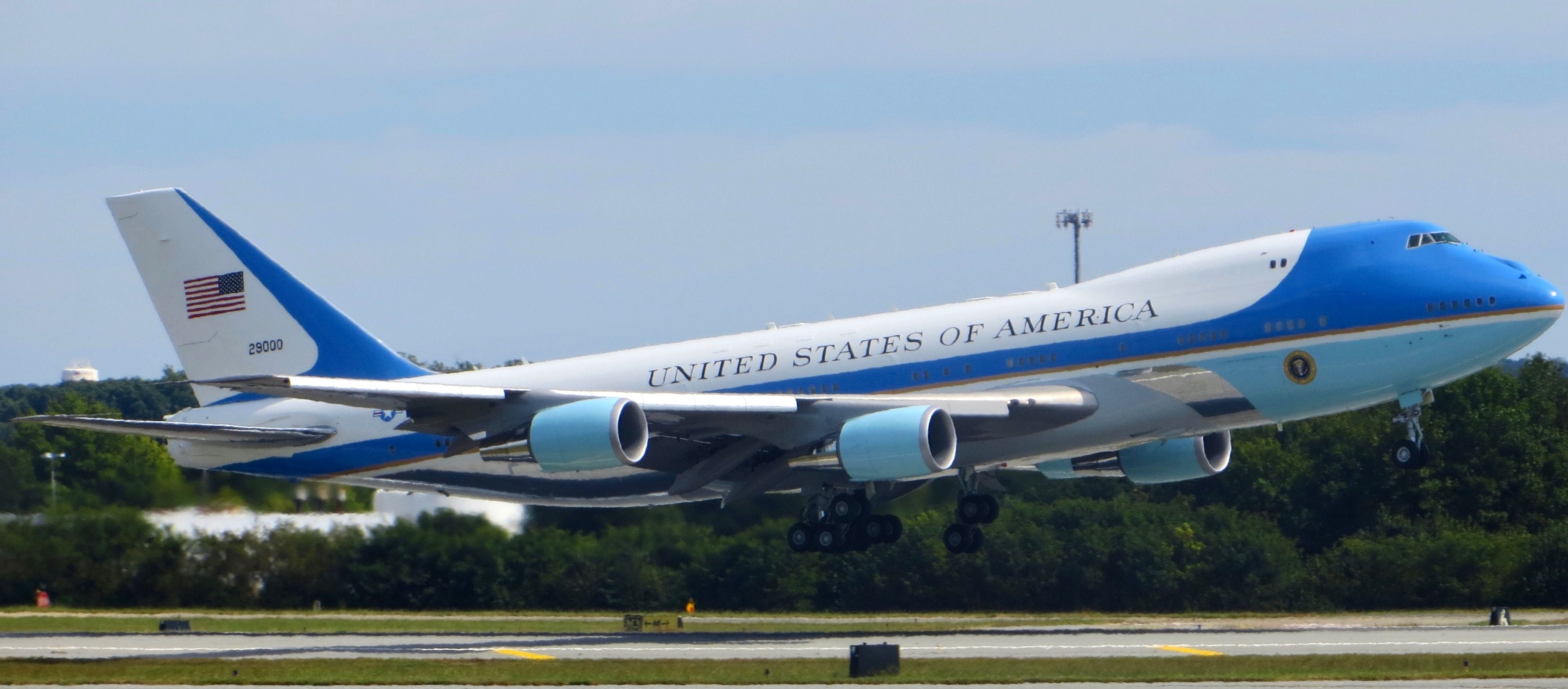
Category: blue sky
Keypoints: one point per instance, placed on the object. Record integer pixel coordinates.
(554, 179)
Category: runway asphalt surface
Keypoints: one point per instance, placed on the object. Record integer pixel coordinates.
(722, 646)
(1173, 685)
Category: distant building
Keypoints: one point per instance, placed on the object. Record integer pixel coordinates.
(79, 372)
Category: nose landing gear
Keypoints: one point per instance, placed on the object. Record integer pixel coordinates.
(1412, 453)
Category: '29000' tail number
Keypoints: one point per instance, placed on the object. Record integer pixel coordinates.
(266, 347)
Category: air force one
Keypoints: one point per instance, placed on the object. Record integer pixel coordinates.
(1142, 375)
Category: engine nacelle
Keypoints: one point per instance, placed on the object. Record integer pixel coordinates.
(898, 444)
(588, 434)
(1158, 462)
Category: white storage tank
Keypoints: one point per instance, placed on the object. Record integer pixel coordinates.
(79, 372)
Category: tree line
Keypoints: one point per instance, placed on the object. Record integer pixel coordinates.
(1308, 517)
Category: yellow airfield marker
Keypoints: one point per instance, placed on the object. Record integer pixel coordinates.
(532, 657)
(1197, 652)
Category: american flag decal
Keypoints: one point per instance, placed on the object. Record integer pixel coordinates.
(214, 295)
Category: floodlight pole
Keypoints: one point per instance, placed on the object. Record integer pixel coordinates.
(1078, 220)
(54, 489)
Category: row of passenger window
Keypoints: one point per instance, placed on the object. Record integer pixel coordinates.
(946, 372)
(822, 389)
(1032, 361)
(1203, 337)
(1291, 325)
(1454, 304)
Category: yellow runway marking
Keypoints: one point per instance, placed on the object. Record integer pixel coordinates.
(532, 657)
(1197, 652)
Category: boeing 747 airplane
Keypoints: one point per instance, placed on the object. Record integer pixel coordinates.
(1142, 375)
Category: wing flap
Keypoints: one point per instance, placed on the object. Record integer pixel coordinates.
(200, 433)
(361, 392)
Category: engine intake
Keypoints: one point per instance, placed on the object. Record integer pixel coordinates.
(588, 434)
(1158, 462)
(898, 444)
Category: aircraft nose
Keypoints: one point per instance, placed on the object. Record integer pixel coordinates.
(1533, 290)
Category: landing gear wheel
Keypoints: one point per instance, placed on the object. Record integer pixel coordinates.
(800, 538)
(1409, 455)
(963, 538)
(993, 508)
(846, 508)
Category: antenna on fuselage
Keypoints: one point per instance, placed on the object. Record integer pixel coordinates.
(1078, 220)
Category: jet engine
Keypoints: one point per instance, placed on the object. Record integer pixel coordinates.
(898, 444)
(588, 434)
(1158, 462)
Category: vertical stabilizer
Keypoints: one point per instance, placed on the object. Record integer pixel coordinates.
(230, 309)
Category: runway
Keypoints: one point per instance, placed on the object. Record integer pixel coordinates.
(723, 646)
(1173, 685)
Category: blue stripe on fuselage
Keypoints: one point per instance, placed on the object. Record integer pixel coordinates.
(1347, 278)
(1355, 276)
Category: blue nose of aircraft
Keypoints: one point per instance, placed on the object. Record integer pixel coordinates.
(1533, 290)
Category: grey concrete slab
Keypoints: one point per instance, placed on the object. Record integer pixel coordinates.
(711, 646)
(1172, 685)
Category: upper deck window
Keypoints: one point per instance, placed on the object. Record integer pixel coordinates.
(1432, 238)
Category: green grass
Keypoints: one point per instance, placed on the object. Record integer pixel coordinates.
(1346, 668)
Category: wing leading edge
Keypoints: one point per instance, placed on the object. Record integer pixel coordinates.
(201, 433)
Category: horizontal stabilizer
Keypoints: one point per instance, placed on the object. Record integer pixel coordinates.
(201, 433)
(360, 392)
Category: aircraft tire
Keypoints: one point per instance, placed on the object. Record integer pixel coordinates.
(1409, 455)
(800, 538)
(957, 538)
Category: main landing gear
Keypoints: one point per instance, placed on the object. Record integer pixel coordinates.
(843, 525)
(1412, 453)
(974, 509)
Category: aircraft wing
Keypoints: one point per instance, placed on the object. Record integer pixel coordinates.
(203, 433)
(783, 420)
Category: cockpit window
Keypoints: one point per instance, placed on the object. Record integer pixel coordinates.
(1432, 238)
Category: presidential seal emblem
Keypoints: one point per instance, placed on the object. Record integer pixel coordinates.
(1300, 367)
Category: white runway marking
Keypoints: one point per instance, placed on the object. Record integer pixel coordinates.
(1012, 644)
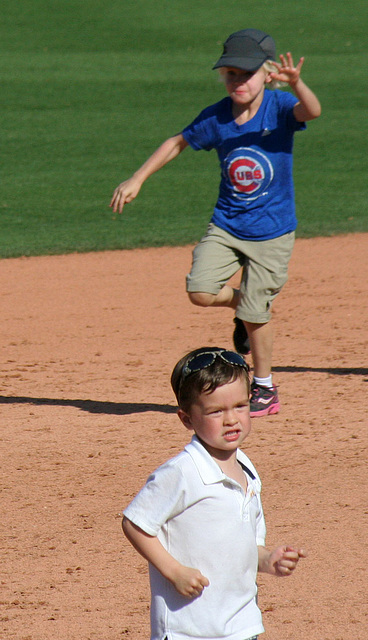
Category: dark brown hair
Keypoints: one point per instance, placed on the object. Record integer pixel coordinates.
(206, 380)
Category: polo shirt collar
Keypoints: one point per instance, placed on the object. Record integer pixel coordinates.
(208, 469)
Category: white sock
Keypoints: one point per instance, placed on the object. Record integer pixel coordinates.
(264, 382)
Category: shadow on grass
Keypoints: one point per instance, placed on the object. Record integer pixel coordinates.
(92, 406)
:::
#### [EXERCISE PROMPT]
An exact copy of the lines above, from the first through the line that holds "Category: distant building", is what is needed; leave the pictures out.

#### [RESULT FOR THIS EXERCISE]
Category: blue sky
Keypoints: one point per instance, placed on the object. Record integer pixel coordinates.
(554, 179)
Category: runway asphalt surface
Keypoints: one point per instance, placed on the object. Record integer pixel coordinates.
(722, 646)
(1173, 685)
Category: distant building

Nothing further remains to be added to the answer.